**WHAT TO WORK ON**.
Pick out each line in the records below that contains the word "this" and copy those lines.

**RECORDS SUPPLIED**.

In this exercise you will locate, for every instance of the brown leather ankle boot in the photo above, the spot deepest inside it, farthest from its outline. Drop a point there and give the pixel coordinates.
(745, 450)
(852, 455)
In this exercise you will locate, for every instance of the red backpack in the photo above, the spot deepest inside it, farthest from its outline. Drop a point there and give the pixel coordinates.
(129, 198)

==

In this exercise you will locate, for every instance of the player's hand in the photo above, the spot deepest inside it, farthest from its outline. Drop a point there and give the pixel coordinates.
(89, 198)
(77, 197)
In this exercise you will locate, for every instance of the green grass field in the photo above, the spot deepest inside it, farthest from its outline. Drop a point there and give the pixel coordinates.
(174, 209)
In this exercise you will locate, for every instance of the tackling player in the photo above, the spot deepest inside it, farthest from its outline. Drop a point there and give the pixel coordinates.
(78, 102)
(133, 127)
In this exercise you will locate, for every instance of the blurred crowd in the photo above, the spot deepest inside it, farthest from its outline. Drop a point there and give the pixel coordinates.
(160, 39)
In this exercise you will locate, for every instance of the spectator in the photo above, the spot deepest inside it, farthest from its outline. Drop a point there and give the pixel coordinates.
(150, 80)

**CORRECT RESULT**.
In this exercise you will locate, for every instance of the brown leather ankle boot in the photo above, the spot deepest inside it, farthest from its outline. Drop a point there and give the pixel coordinates.
In this exercise you will locate, for every instance of the red backpack in the photo above, the spot deepest inside it, farthest from its outline. Drop a point there and give the pixel coordinates.
In this exercise you will locate, for every instance of the player's hand in the photo above, the spot deepest inside it, farthest from its outline. Drop a point there and give the pixel coordinates.
In this exercise you will locate, for every instance of the green grass field in the photo above, the spot deepest inside it, farthest from its outline. Drop a point there and give the pixel coordinates.
In this exercise you will locate, for every instance of the tackling player in the photo above, the spot deepest inside it, farthest from its outline. Drop a point there and give the pixel coordinates.
In this exercise you will locate, for every instance of the blurred crowd in the photo above, the spot deepest inside it, farthest from its outline. Drop a point there and give the pixel coordinates.
In this exercise you will locate, for every instance of the spectator in the photo above, the spot deepest inside it, farthest from its outline. Drop a point there and give the pixel coordinates.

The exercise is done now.